### TEXT
::::::::::

"I've been very upset about this," says Mark Smaller, a psychoanalyst from Chicago who attended last week's meetings at Manhattan's Waldorf-Astoria Hotel. "This idea of making a diagnosis of someone they've never met is completely inappropriate, and it gives mental health professionals a bad name."
Not to mention that it's medically wrong. Smaller says that to make any real diagnosis, it can take several thorough consultations with a patient at the very least. "Trying to make such a diagnosis based purely on someone's behavior" -- and worse, their behavior as portrayed selectively by the media -- "is scientifically impossible," says Smaller, also director of the Neuropsychoanalysis Foundation.
In the same vein, everyone was rushing to the judgment that Heath Ledger must have overdosed on illegal drugs, even though by all reports he'd overcome his problem with drugs and had been clean for some time. It's looking like if anything, he was just seeking a good rest, recovering from jet lag and flu, and may have innocently mixed medications that shouldn't go together. It may even be an undiscovered medical problem, not apparent at autopsy. Perhaps if his masseuse had called 911 when he was simply "nonresponsive" and still breathing, he'd be alive today. I'm not even a specific fan of his, though he's certainly done good work, but I'm just outraged that our nation has been indulging in such a gossip fest, fed by our news media who have more important things to report if they were really doing their job.

::::::::::

### WHAT THIS EXERCISE ASKS
1. From the text, quote the passage starting with "Not to mention" and going on through "the Neuropsychoanalysis Foundation.".
2. Answer these questions from the text:
(a) What city is Mark Smaller from?
(b) Where were last week's meetings held?
(c) Besides being a psychoanalyst, what position does Smaller hold?
3. Does the text support each statement below? Answer yes or no, and quote the words from the text that decide it.
(a) Mark Smaller attended the meetings in Manhattan.
(b) Smaller says a real diagnosis can be made after one short consultation.
(c) The writer is a specific fan of Heath Ledger.

::::::::::

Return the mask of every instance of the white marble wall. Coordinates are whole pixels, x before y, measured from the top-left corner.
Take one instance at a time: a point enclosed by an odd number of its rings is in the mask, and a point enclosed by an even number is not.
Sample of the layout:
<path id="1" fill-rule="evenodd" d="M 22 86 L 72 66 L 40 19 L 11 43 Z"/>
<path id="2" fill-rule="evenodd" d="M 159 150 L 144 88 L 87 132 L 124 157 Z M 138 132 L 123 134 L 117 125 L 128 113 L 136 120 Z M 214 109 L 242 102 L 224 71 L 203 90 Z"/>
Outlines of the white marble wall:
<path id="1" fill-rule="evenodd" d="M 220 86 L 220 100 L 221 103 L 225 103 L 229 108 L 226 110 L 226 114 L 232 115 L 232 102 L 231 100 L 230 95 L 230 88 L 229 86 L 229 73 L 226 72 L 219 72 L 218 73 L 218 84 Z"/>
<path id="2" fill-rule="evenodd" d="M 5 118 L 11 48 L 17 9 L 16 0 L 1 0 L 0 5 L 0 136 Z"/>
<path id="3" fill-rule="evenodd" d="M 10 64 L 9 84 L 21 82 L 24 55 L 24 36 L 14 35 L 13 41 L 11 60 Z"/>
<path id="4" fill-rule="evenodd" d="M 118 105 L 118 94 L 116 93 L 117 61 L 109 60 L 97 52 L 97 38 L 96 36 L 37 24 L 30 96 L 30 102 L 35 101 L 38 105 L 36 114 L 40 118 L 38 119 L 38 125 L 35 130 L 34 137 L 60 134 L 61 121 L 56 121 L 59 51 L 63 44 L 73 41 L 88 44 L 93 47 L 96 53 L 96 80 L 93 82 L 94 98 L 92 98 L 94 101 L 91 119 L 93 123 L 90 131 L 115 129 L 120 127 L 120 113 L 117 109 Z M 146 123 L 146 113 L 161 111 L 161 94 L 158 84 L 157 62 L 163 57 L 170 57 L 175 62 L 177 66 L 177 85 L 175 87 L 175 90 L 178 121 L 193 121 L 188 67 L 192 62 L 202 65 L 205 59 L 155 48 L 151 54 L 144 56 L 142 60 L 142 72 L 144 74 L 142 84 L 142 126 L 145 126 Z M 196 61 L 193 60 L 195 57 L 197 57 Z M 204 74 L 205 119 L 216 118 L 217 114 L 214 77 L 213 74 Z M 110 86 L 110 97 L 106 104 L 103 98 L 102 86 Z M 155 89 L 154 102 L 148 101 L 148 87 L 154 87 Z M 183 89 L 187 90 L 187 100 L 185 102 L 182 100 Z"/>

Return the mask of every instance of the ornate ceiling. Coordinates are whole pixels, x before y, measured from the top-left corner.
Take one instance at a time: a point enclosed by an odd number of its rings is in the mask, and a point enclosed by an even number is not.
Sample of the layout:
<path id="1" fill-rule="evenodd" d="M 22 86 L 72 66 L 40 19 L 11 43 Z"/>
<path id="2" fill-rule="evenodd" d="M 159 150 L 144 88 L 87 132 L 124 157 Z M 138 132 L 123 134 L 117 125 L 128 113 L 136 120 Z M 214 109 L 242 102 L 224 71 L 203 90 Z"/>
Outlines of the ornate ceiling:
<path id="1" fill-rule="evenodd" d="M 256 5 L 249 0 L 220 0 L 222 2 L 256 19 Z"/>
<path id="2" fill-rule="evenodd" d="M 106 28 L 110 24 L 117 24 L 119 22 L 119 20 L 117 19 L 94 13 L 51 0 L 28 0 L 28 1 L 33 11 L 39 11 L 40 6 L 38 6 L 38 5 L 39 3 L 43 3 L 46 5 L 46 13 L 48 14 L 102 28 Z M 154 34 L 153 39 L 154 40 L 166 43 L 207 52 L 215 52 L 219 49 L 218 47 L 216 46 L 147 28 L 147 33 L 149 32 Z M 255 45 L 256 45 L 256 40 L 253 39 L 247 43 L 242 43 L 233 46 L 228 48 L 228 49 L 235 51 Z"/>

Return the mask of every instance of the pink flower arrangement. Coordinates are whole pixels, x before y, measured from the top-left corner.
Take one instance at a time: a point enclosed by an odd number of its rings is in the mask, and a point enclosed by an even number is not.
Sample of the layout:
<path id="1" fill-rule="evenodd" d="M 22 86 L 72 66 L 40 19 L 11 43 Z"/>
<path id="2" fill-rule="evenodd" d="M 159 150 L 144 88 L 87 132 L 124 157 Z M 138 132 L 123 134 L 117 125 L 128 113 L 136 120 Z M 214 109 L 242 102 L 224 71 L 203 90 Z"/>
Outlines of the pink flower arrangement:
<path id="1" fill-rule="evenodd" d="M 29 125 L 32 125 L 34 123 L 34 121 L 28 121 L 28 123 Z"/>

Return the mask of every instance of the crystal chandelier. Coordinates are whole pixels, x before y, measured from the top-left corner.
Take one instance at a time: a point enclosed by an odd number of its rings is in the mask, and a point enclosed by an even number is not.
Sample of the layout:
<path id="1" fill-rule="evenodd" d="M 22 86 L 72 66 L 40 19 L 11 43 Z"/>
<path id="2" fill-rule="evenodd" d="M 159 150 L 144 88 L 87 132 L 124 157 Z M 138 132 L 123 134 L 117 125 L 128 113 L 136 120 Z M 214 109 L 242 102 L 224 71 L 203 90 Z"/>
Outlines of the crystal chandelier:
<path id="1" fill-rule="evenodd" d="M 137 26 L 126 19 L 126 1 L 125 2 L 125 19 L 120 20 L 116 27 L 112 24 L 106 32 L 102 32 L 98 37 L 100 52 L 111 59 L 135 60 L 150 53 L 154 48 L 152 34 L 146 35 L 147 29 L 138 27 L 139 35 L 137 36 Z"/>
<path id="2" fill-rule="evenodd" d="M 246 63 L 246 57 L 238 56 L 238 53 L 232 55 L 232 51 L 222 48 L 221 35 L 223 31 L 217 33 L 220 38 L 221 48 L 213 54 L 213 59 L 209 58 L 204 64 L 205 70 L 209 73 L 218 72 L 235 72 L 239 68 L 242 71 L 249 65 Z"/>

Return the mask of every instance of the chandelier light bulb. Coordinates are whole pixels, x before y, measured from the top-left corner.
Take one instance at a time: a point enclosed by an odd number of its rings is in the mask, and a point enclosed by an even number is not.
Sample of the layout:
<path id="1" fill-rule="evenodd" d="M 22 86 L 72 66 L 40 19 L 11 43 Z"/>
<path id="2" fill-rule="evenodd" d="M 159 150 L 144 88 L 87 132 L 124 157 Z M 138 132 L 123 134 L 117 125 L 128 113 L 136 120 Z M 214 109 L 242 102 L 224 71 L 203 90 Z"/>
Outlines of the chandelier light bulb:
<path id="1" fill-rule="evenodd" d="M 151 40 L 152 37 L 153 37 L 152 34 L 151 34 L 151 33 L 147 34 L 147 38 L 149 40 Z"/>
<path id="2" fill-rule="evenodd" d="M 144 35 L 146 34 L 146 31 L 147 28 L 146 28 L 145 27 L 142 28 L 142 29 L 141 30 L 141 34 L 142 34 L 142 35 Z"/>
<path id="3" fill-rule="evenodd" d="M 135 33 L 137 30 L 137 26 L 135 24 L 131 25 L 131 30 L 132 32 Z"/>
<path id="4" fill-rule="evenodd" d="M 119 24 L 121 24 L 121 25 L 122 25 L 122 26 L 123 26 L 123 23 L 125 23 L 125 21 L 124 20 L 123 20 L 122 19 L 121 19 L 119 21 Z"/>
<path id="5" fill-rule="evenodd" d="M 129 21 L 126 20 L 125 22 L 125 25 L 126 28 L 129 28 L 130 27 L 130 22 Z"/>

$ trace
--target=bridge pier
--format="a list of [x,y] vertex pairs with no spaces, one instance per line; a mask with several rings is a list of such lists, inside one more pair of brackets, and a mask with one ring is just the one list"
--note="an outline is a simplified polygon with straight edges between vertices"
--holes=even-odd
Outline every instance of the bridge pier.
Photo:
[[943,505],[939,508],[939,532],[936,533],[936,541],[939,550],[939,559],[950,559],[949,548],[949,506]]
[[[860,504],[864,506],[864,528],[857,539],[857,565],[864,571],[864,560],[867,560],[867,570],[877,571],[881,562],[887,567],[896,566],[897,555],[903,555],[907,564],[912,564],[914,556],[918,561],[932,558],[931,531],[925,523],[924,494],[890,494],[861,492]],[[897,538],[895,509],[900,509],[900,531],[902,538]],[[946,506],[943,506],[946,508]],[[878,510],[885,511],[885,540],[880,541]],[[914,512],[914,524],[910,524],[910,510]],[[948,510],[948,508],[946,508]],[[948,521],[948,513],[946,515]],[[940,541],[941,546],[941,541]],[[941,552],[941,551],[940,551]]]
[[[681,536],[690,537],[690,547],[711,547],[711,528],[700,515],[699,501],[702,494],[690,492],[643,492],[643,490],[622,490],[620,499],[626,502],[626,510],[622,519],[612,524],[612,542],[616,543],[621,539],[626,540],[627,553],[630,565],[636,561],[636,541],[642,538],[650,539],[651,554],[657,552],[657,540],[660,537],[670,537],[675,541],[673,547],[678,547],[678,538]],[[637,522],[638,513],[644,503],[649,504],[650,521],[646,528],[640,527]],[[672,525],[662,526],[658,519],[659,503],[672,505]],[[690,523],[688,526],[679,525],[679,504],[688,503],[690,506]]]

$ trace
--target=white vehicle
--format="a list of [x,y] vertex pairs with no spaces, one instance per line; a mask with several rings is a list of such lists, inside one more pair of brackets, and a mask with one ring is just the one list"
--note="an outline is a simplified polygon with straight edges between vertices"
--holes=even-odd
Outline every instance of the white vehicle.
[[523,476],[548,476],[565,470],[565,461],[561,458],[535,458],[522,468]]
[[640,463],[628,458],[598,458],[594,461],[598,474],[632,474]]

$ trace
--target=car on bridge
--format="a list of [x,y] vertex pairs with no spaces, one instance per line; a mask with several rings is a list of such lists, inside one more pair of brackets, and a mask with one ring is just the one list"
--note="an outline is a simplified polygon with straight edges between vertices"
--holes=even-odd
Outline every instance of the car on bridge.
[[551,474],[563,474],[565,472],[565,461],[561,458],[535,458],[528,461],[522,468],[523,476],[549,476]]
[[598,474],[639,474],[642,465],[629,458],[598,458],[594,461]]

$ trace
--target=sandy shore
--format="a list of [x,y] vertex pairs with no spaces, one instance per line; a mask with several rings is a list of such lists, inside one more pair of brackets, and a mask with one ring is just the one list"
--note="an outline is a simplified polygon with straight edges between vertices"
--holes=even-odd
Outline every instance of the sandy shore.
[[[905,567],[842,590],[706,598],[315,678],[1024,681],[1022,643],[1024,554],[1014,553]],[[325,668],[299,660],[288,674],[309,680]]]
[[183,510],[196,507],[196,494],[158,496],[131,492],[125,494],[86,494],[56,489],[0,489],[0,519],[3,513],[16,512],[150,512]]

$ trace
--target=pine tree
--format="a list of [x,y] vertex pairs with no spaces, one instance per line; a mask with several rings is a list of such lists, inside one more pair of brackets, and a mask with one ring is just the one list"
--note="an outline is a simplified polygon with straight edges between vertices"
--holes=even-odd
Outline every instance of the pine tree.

::::::::::

### RESPONSE LIST
1.
Not to mention that it's medically wrong. Smaller says that to make any real diagnosis, it can take several thorough consultations with a patient at the very least. "Trying to make such a diagnosis based purely on someone's behavior" -- and worse, their behavior as portrayed selectively by the media -- "is scientifically impossible," says Smaller, also director of the Neuropsychoanalysis Foundation.

2.
(a) Chicago
(b) At Manhattan's Waldorf-Astoria Hotel
(c) He is director of the Neuropsychoanalysis Foundation.

3.
(a) Yes: "who attended last week's meetings at Manhattan's Waldorf-Astoria Hotel"
(b) No: "it can take several thorough consultations with a patient at the very least"
(c) No: "I'm not even a specific fan of his"